PROBLEM DETAILS
Copy out all of the data below word for word, but leave out the pictures.

====== INFORMATION PROVIDED ======

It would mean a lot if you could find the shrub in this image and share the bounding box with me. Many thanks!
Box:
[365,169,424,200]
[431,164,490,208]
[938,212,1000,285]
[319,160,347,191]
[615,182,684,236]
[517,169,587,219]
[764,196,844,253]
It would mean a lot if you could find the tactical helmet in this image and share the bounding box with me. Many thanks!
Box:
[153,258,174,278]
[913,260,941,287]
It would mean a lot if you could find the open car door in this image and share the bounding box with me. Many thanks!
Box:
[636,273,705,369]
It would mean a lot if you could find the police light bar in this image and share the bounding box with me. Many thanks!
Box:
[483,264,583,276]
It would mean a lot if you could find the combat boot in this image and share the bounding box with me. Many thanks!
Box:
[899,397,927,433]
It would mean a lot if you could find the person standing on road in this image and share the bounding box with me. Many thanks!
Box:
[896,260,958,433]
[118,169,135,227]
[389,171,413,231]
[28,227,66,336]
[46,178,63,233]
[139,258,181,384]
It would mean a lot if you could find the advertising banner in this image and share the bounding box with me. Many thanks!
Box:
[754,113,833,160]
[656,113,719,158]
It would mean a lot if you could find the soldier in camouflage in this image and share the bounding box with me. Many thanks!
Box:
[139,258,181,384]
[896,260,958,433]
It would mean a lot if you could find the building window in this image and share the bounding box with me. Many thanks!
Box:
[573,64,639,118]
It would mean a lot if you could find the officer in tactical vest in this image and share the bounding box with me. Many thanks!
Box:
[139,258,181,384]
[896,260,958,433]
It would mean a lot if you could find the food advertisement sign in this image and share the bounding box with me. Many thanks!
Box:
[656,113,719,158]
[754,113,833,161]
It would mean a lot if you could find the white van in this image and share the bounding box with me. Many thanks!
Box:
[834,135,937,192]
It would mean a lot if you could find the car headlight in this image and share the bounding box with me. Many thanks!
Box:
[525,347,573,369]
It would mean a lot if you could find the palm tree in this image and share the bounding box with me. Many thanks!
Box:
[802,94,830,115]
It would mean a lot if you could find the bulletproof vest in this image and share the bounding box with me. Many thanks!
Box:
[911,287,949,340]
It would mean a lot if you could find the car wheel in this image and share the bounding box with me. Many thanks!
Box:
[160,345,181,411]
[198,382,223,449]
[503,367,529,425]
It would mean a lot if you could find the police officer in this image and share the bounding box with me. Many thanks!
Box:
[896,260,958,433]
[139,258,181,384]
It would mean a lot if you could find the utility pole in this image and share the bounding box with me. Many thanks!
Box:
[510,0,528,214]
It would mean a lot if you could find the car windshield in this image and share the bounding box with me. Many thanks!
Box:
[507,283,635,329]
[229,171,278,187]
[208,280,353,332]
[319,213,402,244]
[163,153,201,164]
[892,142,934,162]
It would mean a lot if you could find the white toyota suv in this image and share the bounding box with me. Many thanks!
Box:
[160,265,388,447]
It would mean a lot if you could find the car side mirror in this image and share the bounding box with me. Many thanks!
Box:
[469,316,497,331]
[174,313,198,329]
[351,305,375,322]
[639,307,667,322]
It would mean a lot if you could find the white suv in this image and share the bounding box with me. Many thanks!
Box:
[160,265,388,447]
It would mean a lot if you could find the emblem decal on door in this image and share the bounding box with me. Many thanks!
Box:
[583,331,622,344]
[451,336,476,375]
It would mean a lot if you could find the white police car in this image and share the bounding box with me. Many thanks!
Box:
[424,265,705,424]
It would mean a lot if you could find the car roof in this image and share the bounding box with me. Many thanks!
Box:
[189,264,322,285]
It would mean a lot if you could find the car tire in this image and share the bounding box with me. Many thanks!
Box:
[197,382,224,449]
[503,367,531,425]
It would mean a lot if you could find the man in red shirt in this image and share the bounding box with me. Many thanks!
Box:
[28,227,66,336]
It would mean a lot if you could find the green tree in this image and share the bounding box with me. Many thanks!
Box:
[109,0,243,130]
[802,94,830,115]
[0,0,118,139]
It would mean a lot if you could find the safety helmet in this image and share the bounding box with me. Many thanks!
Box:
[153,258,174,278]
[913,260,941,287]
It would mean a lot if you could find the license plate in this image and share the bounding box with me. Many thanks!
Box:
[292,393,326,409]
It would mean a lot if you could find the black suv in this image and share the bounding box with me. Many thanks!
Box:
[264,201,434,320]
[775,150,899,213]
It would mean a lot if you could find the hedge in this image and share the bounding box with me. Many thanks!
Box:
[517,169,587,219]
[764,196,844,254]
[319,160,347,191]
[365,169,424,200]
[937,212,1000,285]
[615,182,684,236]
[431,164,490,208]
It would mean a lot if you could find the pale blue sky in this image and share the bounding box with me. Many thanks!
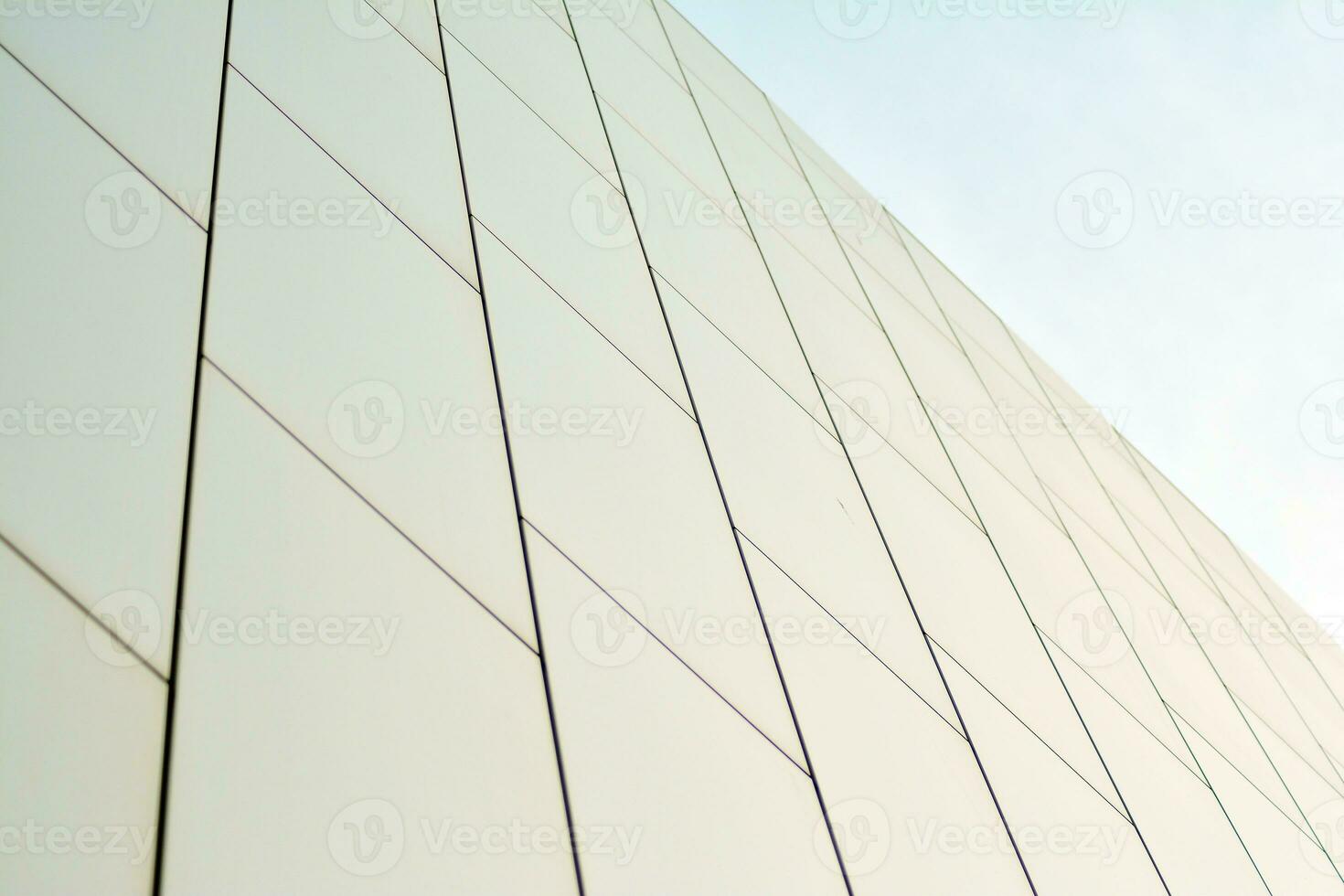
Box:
[673,0,1344,628]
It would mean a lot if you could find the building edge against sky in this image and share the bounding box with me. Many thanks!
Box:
[0,0,1344,896]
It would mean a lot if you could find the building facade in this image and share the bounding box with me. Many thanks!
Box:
[0,0,1344,896]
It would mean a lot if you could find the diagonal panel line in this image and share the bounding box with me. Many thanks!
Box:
[202,355,537,653]
[0,532,168,684]
[434,10,584,896]
[0,40,204,231]
[653,3,1036,893]
[225,62,480,293]
[152,0,234,896]
[561,0,853,896]
[523,517,812,778]
[738,529,966,741]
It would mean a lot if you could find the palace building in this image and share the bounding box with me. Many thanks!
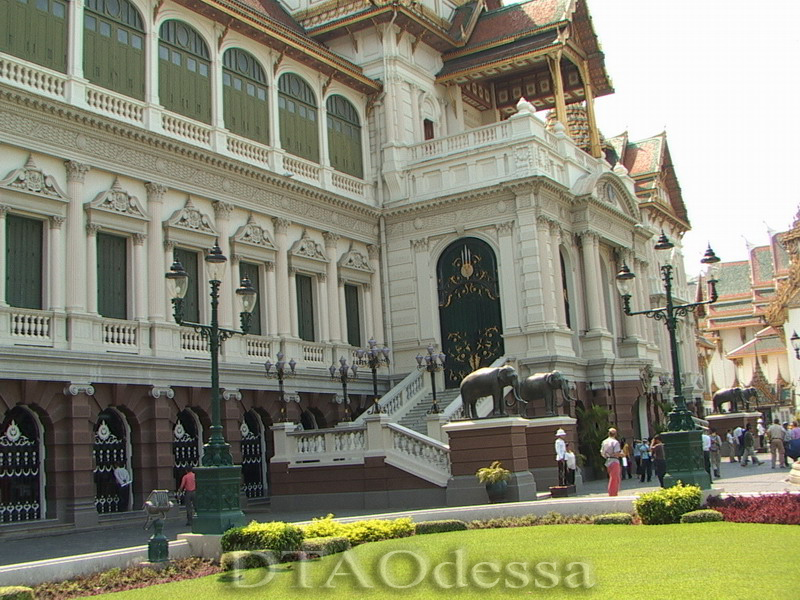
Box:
[0,0,702,527]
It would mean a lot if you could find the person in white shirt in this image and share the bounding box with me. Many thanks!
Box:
[555,429,567,485]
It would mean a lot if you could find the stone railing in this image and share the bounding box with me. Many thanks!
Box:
[86,87,144,123]
[354,370,426,423]
[271,415,451,487]
[0,56,67,99]
[161,114,211,146]
[9,308,53,344]
[181,327,208,354]
[103,319,139,351]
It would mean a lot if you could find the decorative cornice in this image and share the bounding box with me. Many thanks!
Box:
[0,154,69,202]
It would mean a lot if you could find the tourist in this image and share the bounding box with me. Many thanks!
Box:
[600,427,622,496]
[650,434,667,487]
[710,428,722,479]
[725,429,737,462]
[178,467,197,526]
[619,438,633,479]
[739,423,762,467]
[700,429,711,477]
[638,439,653,482]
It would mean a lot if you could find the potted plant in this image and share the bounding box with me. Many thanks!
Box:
[475,460,511,502]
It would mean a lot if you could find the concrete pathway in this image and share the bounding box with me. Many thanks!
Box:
[0,454,800,566]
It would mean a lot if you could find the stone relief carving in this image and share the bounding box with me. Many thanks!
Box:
[89,177,149,219]
[0,154,68,201]
[167,196,217,235]
[289,229,328,262]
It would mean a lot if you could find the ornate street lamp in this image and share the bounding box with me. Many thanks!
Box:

======

RESPONSE TO THE TASK
It would mean a lot if you could find the shrub in this image and share the bounding box with me. Many thanks!
Box:
[365,169,424,200]
[431,164,490,208]
[938,212,1000,285]
[319,160,347,191]
[615,182,684,236]
[517,169,587,219]
[764,196,844,253]
It would mean a lot if you could find the tactical helmet in this image and share the bounding box with me. Many thanks!
Box:
[153,258,174,278]
[913,260,941,287]
It would mean a lot if you could find the open car door in this image and share the bounding box with me. Many thanks!
Box:
[636,273,705,369]
It would mean a lot if you could find the police light bar in this image and share the bounding box with me. Many thanks!
Box:
[483,264,583,276]
It would mean a lot if you could find the combat boot in this image and share the bounding box with me. Many thanks!
Box:
[899,397,927,433]
It would mean a lot if you could find the person standing on road in this image and share the bounding box with me. Many thanks!
Box:
[896,260,958,433]
[118,169,135,227]
[389,171,413,231]
[28,227,66,336]
[46,178,63,233]
[139,258,181,384]
It would mean a lot if you could find the advertising banner in this image and share the bounding box with me. Many thanks!
Box:
[754,113,833,160]
[656,113,719,158]
It would mean a lot if you could find the soldier in camouflage in this image and share the bounding box with me. Many thanks!
Box:
[139,258,181,384]
[896,260,958,433]
It would mean a lot if you could find the building window in this image and share the bounding box with me. Many thanks!
Box:
[573,64,639,118]
It would mean a lot if you could find the officer in tactical vest in this image and share the bounding box with me. Many thanks!
Box:
[139,258,181,384]
[896,260,958,433]
It would mean a lot if you could find the food advertisement sign in this image and share the bounding box with me. Many thanks!
Box:
[656,113,719,158]
[754,113,833,161]
It would mean a lot if you could find the white van in this image and share the bounding box with me. Many thanks!
Box:
[834,135,937,192]
It would mean a lot if you could find the car headlight in this image and share the bounding box with me. Many thanks!
Box:
[525,347,573,369]
It would mean a lot if you could find the palm tree in this image and share the bounding box with me. Many thanks!
Box:
[802,94,830,115]
It would mean a lot if you could find the bulletproof vest in this image and share the bounding box with me. Many thanks!
Box:
[911,287,949,340]
It would mean a lot if you could find the car wheel in this image and share the bounding box with me. Many thanks!
Box:
[160,345,181,411]
[198,382,223,449]
[503,367,529,425]
It would mean a lot if you could find the police officer in this image and share the bounding box with me. Many thanks!
Box:
[896,260,958,433]
[139,258,181,384]
It would mean a lot if you could find the utility pole in this image and share the bounding box with me. Many thanks!
Box:
[510,0,528,214]
It would mean a lot if you could find the car windshield in this image and share the bounding box with me. Many thanks!
Box:
[507,283,635,329]
[229,171,278,187]
[208,280,353,332]
[319,213,402,244]
[163,153,201,164]
[892,142,934,162]
It would mean a lot if you could find the white toyota suv in this image and share the bounding box with me. Many thanks!
Box:
[160,265,388,447]
It would mean a lot if you could find the car side mirror in this image and share the bounding box with me. Many thanks!
Box:
[469,316,497,331]
[174,313,198,329]
[351,305,375,322]
[639,307,667,322]
It would mean a lot if you could find the white suv in this image and share the bounding box with me. Many thanks!
Box:
[160,265,388,447]
It would mean a lot if you could find the emblem decal on door in this image and share the bounding box with me. Many thanks!
Box:
[583,331,622,344]
[451,336,476,375]
It would mean a lot if you could find the white police car in this image and share the bounding box with me. Many thanks!
Box:
[424,265,705,424]
It would mean a lot if you could find the car roof in this image and share the bounding box with me. Many thanks!
Box:
[189,264,322,285]
It would mean a lot if you could find the car tire in this image and share the bounding box with me. Many thanks!
Box:
[197,382,224,449]
[503,367,531,425]
It would mean a lot if you could find the man in red shirt in this image and share the bounding box with me. Many thanks!
Box:
[28,227,66,336]
It would mean a lot if you could find the green tree in this image and share the bounding box with me. Many thanks!
Box:
[109,0,243,130]
[802,94,830,115]
[0,0,118,139]
It would mean a lot if you could find the safety helmet in this image and share the bounding box with me. Many thanks!
Box:
[153,258,174,278]
[913,260,941,287]
It would mean a lot if you could find the license plate in this image and share the bounding box with me. Many thanks!
Box:
[292,393,326,409]
It would mean a lot if you could find the black suv in this image and share the bounding box with me. Many thanks!
Box:
[264,201,434,320]
[775,150,899,213]
It would mean a lot if you could find the hedge in this image and share the bounding box with me. Many thanks!
Box:
[517,169,587,219]
[764,196,844,254]
[319,160,347,191]
[365,169,424,200]
[937,212,1000,285]
[615,182,684,236]
[431,164,490,208]
It would mean a lot if you could find the pale blue sky in this image and share the bounding box with me. Many thanks!
Box:
[673,0,1344,628]
It would mean a lot if you could find the building edge against sky in this image and share the bounding box with me. Many thanks!
Box:
[0,0,1344,896]
It would mean a lot if you could find the building facade in this image and share the bounding box with me. Many thanks!
Box:
[0,0,1344,896]
It would mean a lot if you could find the diagonal panel line in this image and share the bounding box with me. Many thanks!
Box:
[202,355,537,653]
[0,532,168,684]
[434,10,584,896]
[0,40,204,231]
[653,3,1036,893]
[225,62,480,293]
[152,0,234,896]
[561,0,853,896]
[523,517,812,778]
[738,529,966,741]
It would mean a lot if you could find the palace building in this image and share the bounding box with me. Many thanks!
Box:
[0,0,702,527]
It would mean a lot if you could find the person in white shirt in this image and share the bounding box with me. Many thanks!
Box:
[555,429,567,485]
It would mean a lot if you could find the stone railing in this image and share the bounding box with me. Many thanks!
Box:
[86,87,144,123]
[354,370,426,423]
[271,415,451,487]
[0,56,67,99]
[161,114,211,146]
[9,308,53,344]
[181,327,208,354]
[103,319,139,351]
It would mean a lot if you could find the decorative cornice in this image and share the bounding box with me. Many thanks!
Box:
[0,154,69,202]
It would mean a lot if you could find the tourist in this image and share the bounding box with me. Many thanks!
Box:
[600,427,622,496]
[650,434,667,487]
[710,428,722,479]
[725,429,737,462]
[178,467,197,526]
[619,438,633,479]
[739,423,762,467]
[700,429,711,477]
[638,439,653,482]
It would mean a lot if you could find the potted plant in this image and share the bounding box with me. Many thanks!
Box:
[475,460,511,502]
It would mean a lot if you could find the concrete pathway in this image and share the bounding box with me. Many thanks!
Box:
[0,454,800,566]
It would mean a lot if you could find the stone relief carving in this image and share the bounding box with me. Many thanks!
Box:
[89,177,149,219]
[0,154,68,201]
[167,196,217,235]
[289,229,328,262]
It would mean a lot if you could find the ornate street lamp in this image and share the bounding box with me. Many thanks!
Box:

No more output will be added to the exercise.